• _PERINTAH TUGAS_
Dalam teks tentang wanita yang bekerja di luar rumah, siapa yang mengutarakan persyaratan yang membolehkan wanita bekerja di luar rumah?

• _KUTIPAN TEKS_
+ + +
Atau dikarenakan keadaan ekonomi keluarganya yang menuntut dirinya bekerja membantu suaminya dalam memenuhi kebutuhan hidup harian keluarganya atau seperti seorang janda yang harus memenuhi kebutuhan anak-anaknya yang masih kecil. Hal seperti ini menuntut dirinya untuk keluar rumah mencari pekerjaan ketimbang ia harus mengemis belas kasih orang lain.
Untuk itu islam memberikan beberapa persyaratan yang harus diperhatikan oleh setiap wanita yang bekerja di luar rumah demi kebaikan diri dan masyarakatnya serta menjaga kehormatannya. Hal yang demikian dikarenakan fitnah terberat yang dihadapi kaum laki-laki dari umat Muhammad saw adalah wanita, terutama dari mereka yang tidak memiliki keimanan dan berhati kotor.
Rasulullah saw bersabda,”Tidaklah sepeninggalku ada fitnah yang lebih berat bagi kaum laki-laki daripada para wanita.” (Muttafaq Alaih)
Firman Allah swt :
يَا نِسَاء النَّبِيِّ لَسْتُنَّ كَأَحَدٍ مِّنَ النِّسَاء إِنِ اتَّقَيْتُنَّ فَلَا تَخْضَعْنَ بِالْقَوْلِ فَيَطْمَعَ الَّذِي فِي قَلْبِهِ مَرَضٌ وَقُلْنَ قَوْلًا مَّعْرُوفًا
Artinya : “Hai isteri-isteri Nabi, kamu sekalian tidaklah seperti wanita yang lain, jika kamu bertakwa. Maka janganlah kamu tunduk dalam berbicara sehingga berkeinginanlah orang yang ada penyakit dalam hatinya dan ucapkanlah Perkataan yang baik,” (QS. Al Ahzab : 32)
Persyaratan-persyaratan yang membolehkan seorang wanita bekerja di luar rumah tersebut, sebagaimana diutarakan oleh Syeikh Yusuf al Qaradhawi adalah :
1. Hendaknya jenis pekerjaannya memang tidak dilarang, artinya pada dasarnya kerja itu tidak diharamkan dan tidak mengarah kepada perbuatan yang haram.
+ + +
• _CUPLIKAN ENTRI_
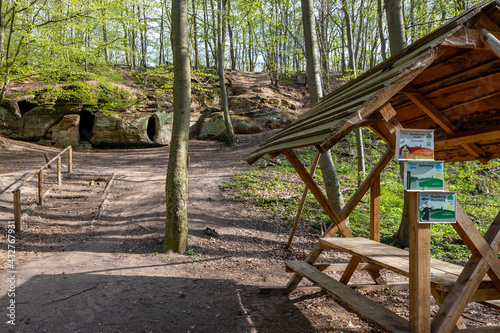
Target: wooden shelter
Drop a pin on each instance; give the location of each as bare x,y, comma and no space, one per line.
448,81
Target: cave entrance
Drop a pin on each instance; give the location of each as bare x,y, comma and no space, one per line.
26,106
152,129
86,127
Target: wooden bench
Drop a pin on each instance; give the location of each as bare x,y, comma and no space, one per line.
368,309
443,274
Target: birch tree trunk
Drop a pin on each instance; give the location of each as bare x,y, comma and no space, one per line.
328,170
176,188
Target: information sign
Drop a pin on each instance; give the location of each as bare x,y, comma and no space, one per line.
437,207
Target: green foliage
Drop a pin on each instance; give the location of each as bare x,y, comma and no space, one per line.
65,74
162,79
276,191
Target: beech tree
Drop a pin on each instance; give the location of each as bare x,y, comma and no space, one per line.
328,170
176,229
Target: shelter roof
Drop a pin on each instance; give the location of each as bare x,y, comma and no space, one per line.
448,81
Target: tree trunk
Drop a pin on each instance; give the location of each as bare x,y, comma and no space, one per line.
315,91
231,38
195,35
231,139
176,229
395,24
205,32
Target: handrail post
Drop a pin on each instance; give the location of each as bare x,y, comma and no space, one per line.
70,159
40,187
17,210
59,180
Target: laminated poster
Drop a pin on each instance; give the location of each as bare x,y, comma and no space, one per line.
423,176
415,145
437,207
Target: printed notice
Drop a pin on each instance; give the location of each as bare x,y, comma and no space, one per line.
+ + +
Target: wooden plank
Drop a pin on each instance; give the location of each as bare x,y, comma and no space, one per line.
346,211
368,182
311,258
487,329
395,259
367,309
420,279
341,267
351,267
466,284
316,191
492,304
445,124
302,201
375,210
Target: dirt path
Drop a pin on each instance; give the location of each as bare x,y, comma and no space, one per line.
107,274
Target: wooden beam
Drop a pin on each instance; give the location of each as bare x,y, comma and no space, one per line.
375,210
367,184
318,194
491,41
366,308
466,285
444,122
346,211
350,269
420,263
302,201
+ + +
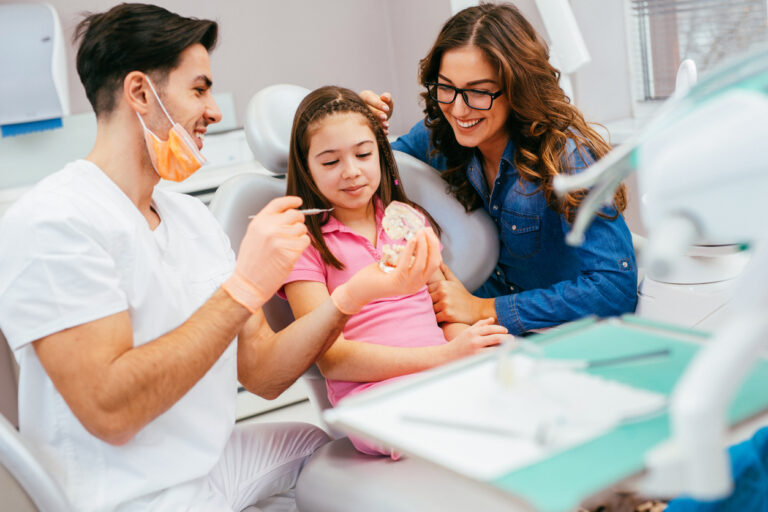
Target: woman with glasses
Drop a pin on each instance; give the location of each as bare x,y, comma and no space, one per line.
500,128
+ + +
• _JAWABAN LATIHAN_
Syeikh Yusuf al Qaradhawi.